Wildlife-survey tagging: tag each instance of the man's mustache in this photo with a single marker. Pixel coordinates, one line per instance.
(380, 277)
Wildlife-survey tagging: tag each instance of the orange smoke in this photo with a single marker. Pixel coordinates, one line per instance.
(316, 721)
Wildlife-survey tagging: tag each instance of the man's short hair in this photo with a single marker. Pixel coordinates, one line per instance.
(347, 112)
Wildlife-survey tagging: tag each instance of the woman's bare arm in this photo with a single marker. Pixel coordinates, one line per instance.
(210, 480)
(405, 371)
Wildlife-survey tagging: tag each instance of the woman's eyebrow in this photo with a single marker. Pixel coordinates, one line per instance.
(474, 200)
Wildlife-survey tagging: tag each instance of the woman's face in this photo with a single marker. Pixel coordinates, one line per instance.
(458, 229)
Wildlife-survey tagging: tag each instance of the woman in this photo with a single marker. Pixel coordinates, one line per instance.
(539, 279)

**GIVEN INSTRUCTION**
Present the records above, from the line containing "Wildlife-survey tagging: tag each instance of the woman in" through the end of the records, as a numbered list, omitting any blank lines.

**RESPONSE TO THE TASK**
1. Wildlife-survey tagging: tag each instance of the woman in this photo with a single marker. Pixel coordinates, one line per instance.
2. (539, 279)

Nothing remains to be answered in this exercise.